#### Record set

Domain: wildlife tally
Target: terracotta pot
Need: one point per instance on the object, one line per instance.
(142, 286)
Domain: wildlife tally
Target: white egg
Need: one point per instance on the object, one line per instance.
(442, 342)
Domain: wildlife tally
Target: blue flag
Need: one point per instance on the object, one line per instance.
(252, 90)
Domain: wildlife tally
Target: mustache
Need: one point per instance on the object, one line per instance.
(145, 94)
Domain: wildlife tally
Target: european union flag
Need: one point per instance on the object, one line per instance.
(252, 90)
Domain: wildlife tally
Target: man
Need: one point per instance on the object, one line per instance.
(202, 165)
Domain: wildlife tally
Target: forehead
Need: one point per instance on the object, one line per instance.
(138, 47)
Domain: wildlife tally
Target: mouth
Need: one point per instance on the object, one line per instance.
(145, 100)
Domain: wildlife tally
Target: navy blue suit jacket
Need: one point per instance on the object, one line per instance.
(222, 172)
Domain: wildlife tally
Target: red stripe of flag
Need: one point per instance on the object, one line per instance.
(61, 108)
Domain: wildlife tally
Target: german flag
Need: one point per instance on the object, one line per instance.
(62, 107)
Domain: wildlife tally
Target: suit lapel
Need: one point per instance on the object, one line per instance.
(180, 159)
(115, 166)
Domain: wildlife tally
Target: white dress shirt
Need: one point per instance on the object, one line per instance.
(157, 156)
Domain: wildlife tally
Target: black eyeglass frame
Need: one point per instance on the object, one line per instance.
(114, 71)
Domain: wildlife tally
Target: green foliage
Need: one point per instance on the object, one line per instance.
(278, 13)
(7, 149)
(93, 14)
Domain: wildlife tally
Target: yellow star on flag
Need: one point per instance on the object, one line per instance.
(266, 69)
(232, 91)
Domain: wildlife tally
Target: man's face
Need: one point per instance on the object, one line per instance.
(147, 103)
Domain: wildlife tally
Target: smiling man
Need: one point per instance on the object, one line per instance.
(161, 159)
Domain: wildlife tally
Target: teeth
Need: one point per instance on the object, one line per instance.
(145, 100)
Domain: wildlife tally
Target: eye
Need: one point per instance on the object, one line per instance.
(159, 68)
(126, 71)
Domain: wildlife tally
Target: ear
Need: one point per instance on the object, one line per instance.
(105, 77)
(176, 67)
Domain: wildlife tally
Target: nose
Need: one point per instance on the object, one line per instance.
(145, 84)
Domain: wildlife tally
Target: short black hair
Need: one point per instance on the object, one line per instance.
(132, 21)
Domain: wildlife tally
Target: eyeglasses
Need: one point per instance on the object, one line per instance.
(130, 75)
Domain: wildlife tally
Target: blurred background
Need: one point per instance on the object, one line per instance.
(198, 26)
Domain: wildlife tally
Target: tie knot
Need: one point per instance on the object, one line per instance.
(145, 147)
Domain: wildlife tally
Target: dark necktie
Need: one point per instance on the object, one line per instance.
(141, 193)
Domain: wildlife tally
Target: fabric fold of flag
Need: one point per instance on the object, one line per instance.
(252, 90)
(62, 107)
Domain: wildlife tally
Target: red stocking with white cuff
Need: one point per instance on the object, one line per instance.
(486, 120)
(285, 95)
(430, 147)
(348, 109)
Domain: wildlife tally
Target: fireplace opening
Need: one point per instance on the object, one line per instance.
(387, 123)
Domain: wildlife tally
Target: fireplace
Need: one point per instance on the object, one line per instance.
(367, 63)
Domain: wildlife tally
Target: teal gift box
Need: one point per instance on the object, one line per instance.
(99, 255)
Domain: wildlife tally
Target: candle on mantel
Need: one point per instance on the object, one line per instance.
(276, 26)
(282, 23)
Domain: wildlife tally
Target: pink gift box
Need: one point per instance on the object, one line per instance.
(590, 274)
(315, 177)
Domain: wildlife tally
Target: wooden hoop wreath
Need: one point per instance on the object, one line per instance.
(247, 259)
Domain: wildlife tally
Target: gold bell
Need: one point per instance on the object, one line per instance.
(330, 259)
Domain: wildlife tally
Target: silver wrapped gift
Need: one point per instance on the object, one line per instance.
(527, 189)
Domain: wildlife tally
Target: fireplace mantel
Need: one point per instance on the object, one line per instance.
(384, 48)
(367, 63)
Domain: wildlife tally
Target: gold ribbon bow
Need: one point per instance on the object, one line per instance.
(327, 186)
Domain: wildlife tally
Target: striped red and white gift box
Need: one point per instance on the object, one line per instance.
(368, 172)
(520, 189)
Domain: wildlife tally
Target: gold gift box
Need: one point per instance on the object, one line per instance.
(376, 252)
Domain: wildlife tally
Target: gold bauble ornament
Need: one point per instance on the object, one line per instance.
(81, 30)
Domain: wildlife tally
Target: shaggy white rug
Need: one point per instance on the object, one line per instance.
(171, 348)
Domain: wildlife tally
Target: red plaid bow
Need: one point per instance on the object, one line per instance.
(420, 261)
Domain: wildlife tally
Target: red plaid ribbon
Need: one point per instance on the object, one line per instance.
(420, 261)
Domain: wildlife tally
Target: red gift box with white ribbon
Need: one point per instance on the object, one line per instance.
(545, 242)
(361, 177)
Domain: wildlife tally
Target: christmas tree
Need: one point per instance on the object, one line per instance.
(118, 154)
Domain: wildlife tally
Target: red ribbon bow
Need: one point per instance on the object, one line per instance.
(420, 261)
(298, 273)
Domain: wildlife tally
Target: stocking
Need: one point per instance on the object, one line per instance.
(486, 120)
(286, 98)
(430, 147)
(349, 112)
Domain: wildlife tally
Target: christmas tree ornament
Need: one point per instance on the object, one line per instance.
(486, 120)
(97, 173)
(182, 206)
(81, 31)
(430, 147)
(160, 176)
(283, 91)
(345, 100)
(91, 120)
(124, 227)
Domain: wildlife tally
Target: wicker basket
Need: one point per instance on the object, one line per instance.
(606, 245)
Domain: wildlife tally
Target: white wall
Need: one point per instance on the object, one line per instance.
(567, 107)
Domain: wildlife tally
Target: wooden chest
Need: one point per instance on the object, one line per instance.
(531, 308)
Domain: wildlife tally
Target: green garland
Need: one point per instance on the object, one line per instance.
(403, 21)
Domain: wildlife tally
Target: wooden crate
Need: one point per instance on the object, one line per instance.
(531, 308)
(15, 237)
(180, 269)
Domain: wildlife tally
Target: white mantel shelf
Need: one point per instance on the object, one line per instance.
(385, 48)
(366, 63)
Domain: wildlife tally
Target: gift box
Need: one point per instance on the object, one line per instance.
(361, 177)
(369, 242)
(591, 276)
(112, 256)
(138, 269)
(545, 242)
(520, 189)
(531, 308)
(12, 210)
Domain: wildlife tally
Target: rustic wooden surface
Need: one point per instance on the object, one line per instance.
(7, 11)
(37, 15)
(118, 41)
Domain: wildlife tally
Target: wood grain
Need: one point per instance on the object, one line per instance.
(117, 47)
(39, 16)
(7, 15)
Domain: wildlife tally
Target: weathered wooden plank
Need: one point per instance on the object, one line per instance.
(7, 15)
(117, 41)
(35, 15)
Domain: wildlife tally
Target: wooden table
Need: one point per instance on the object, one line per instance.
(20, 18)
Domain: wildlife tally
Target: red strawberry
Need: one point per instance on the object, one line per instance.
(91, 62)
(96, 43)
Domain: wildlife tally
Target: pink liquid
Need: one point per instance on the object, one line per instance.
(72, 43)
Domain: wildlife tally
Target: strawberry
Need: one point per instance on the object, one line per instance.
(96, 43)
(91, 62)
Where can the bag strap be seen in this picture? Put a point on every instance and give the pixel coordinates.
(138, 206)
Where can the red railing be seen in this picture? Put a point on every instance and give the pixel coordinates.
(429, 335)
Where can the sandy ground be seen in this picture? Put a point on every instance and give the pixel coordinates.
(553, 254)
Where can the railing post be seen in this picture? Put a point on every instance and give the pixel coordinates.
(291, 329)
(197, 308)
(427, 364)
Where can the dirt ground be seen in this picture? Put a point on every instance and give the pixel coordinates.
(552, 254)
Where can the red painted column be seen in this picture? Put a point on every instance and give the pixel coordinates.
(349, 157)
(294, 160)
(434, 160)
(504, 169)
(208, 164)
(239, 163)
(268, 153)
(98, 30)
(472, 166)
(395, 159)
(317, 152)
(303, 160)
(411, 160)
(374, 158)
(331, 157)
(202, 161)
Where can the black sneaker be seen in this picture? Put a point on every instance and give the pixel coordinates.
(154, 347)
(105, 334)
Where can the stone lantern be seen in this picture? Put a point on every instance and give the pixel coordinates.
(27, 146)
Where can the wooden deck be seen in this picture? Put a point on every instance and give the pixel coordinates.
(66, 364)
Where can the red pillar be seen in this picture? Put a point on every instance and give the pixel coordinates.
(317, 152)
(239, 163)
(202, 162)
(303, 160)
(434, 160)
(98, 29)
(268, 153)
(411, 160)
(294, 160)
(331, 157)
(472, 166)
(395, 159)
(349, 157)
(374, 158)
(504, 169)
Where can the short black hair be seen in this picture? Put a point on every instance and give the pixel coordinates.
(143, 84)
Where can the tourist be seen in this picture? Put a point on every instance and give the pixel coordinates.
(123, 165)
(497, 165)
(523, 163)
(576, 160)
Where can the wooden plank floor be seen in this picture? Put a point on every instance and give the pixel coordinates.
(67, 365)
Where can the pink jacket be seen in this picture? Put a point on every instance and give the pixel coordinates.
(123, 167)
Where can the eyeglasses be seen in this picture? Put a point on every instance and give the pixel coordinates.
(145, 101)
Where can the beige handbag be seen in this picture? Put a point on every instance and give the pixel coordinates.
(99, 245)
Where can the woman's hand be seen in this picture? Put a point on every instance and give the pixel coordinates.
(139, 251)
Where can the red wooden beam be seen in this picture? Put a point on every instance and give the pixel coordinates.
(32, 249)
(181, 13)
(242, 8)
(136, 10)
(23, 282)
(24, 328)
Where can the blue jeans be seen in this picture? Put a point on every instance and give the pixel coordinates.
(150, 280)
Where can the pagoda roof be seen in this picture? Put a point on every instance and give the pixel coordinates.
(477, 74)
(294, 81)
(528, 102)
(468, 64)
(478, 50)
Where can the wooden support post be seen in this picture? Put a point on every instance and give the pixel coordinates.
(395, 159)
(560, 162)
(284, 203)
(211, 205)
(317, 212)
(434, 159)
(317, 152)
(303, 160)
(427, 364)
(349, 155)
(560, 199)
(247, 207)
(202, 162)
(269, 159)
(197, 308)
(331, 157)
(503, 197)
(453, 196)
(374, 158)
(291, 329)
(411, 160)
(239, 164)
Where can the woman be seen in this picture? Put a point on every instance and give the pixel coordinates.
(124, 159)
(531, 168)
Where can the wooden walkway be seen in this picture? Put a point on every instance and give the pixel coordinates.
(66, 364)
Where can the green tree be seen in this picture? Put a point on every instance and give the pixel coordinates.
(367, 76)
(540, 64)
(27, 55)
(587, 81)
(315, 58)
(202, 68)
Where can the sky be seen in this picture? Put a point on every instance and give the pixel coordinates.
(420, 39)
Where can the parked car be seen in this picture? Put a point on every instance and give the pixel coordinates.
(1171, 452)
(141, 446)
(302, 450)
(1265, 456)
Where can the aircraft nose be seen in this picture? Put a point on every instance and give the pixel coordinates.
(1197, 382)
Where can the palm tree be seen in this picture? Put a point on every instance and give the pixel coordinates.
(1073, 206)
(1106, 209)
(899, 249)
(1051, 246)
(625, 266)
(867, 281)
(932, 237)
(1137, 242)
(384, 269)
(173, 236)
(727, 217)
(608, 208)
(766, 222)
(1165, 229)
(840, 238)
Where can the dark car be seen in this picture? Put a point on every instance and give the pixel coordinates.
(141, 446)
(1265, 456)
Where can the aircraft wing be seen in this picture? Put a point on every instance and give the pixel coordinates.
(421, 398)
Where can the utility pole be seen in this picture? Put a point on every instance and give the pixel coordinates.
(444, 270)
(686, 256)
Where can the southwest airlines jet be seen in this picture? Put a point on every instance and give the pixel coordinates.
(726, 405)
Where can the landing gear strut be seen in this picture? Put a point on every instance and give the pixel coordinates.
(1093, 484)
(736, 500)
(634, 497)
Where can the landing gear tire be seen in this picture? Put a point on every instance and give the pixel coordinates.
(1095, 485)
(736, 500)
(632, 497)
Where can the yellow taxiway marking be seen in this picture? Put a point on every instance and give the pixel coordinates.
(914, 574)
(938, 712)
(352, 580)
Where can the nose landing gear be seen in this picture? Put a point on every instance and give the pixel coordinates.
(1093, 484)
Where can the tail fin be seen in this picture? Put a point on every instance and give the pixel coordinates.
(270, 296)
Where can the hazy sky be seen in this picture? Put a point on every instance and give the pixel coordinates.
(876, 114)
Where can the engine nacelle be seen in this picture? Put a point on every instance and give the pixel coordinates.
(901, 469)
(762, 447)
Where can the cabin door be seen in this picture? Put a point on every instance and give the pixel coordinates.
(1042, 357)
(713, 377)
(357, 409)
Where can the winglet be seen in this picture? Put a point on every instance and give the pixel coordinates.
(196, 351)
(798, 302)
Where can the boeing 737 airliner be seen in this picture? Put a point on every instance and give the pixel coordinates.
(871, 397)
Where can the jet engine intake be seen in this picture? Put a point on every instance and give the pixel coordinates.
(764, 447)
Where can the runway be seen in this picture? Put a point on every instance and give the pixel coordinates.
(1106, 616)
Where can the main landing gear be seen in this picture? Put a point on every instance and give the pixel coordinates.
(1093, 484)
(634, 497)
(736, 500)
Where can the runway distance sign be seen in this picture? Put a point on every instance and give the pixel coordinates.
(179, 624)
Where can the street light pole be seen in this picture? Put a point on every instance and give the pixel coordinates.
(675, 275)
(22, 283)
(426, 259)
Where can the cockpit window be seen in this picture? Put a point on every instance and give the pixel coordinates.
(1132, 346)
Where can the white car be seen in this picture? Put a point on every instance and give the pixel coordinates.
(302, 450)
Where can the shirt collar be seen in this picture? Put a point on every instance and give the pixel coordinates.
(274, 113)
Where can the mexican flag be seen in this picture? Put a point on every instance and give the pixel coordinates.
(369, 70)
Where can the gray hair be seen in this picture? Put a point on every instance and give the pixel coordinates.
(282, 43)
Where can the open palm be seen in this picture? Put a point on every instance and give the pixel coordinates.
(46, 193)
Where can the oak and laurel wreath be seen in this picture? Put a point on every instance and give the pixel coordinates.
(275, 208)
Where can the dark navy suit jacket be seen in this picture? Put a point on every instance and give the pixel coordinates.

########

### Stated goal
Print nothing but the lines from the line with "Where can the main" to the last line of the records above. Both of those lines count.

### Full answer
Where can the main landing gear be seen in this picture? Put a point on every instance and give the pixel coordinates.
(1093, 484)
(634, 497)
(736, 500)
Where can the runway distance sign be seen in this picture? Put a point on every instance and give the pixel coordinates.
(179, 624)
Where can the street light pole be seen in this picture? Put a point on every instance and give the pixel coordinates.
(675, 275)
(22, 283)
(426, 259)
Where can the cockpit window be seen in this picture? Put a point on every instance and give the pixel coordinates.
(1132, 346)
Where can the white car be seen in this picture? Put a point on every instance and give the pixel coordinates.
(302, 450)
Where can the shirt collar be seen in this picture? Put a point on every instance and give the pixel coordinates.
(274, 113)
Where can the mexican flag be seen in this picture? Put a point on every instance and give the pixel coordinates.
(369, 70)
Where can the gray hair be seen in this picture? Put a point on every instance and give the pixel coordinates.
(282, 43)
Where can the open palm be seen in this picture? Put a point on every instance and give the pixel coordinates.
(46, 193)
Where can the oak and laurel wreath be seen in this picture? Put a point on every instance and give the pixel coordinates.
(275, 208)
Where can the dark navy suit jacket be seen in this picture? Put a point on every instance and give the pixel coordinates.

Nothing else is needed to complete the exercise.